Text ->

────────────────

HTB(8)                              Linux                             HTB(8)

NAME         top

       HTB - Hierarchy Token Bucket

SYNOPSIS         top

       tc qdisc ... dev dev ( parent classid | root) [ handle major: ] htb [
       default minor-id ]

       tc class ... dev dev parent major:[minor] [ classid major:minor ] htb
       rate rate [ ceil rate ] burst bytes [ cburst bytes ] [ prio priority

DESCRIPTION         top

       HTB is meant as a more understandable and intuitive replacement for
       the CBQ qdisc in Linux. Both CBQ and HTB help you to control the use
       of the outbound bandwidth on a given link. Both allow you to use one
       physical link to simulate several slower links and to send different
       kinds of traffic on different simulated links. In both cases, you
       have to specify how to divide the physical link into simulated links
       and how to decide which simulated link to use for a given packet to
       be sent.

       Unlike CBQ, HTB shapes traffic based on the Token Bucket Filter
       algorithm which does not depend on interface characteristics and so
       does not need to know the underlying bandwidth of the outgoing


       Shaping works as documented in tc-tbf(8).


       Within the one HTB instance many classes may exist. Each of these
       classes contains another qdisc, by default tc-pfifo(8).

       When enqueueing a packet, HTB starts at the root and uses various
       methods to determine which class should receive the data.

       In the absence of uncommon configuration options, the process is
       rather easy.  At each node we look for an instruction, and then go to
       the class the instruction refers us to. If the class found is a
       barren leaf-node (without children), we enqueue the packet there. If
       it is not yet a leaf node, we do the whole thing over again starting
       from that node.

────────────────

Requests ->
(1) Answer each question from the HTB man page.
(a) Which Linux qdisc is HTB meant to replace?
(b) By default, which qdisc does each HTB class contain?
(c) What is done with a packet when the class found is a barren leaf-node?
(2) Write the next part of the HTB man page, picking up after its final sentence.

Data section ->
────────────────

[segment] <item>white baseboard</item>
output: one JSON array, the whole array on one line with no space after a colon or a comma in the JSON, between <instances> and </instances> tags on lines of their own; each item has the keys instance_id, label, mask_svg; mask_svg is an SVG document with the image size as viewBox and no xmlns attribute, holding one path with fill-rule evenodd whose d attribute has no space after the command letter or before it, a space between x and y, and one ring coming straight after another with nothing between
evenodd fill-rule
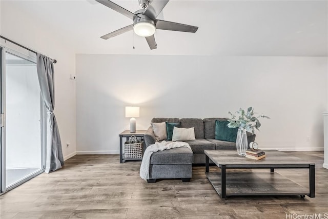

────────────────

Answer set ->
(1)
(a) The CBQ qdisc.
(b) tc-pfifo(8).
(c) The packet is enqueued there.

(2)
       The following actions are performed, in order at each node we visit,
       until one sends us to another node, or terminates the process.

       (i)    Consult filters attached to the class. If sent to a leafnode,
              we are done.  Otherwise, restart.

       (ii)   If none of the above returned with an instruction, enqueue at
              this node.

       This algorithm makes sure that a packet always ends up somewhere,
       even while you are busy building your configuration.



QDISC         top

       The root of a HTB qdisc class tree has the following parameters:

       parent major:minor | root
              This mandatory parameter determines the place of the HTB
              instance, either at the root of an interface or within an
              existing class.

       handle major:
              Like all other qdiscs, the HTB can be assigned a handle.
              Should consist only of a major number, followed by a colon.
              Optional, but very useful if classes will be generated within
              this qdisc.

       default minor-id
              Unclassified traffic gets sent to the class with this minor-

CLASSES         top

       Classes have a host of parameters to configure their operation.

       parent major:minor
              Place of this class within the hierarchy. If attached directly
              to a qdisc and not to another class, minor can be omitted.

       classid major:minor
              Like qdiscs, classes can be named. The major number must be
              equal to the major number of the qdisc to which it belongs.
              Optional, but needed if this class is going to have children.

       prio priority
              In the round-robin process, classes with the lowest priority
              field are tried for packets first. Mandatory.

       rate rate
              Maximum rate this class and all its children are guaranteed.

       ceil rate
              Maximum rate at which a class can send, if its parent has
              bandwidth to spare.  Defaults to the configured rate, which
              implies no borrowing

       burst bytes
              Amount of bytes that can be burst at ceil speed, in excess of
              the configured rate.  Should be at least as high as the
              highest burst of all children.

       cburst bytes
              Amount of bytes that can be burst at 'infinite' speed, in
              other words, as fast as the interface can transmit them. For
              perfect evening out, should be equal to at most one average
              packet. Should be at least as high as the highest cburst of
              all children.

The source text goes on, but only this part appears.